**WHAT IS NEEDED**: What is needed is an exact copy of the data that follows.

**EXERCISE MATERIALS**:
##############################

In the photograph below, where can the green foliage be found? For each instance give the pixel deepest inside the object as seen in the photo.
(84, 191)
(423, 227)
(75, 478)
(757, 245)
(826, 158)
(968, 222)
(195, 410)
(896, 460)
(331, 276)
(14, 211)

##############################

**FINAL ANSWER**:
In the photograph below, where can the green foliage be found? For each instance give the pixel deepest inside the object as seen in the photo.
(84, 191)
(423, 227)
(75, 478)
(757, 245)
(826, 158)
(968, 222)
(195, 410)
(896, 460)
(331, 276)
(14, 211)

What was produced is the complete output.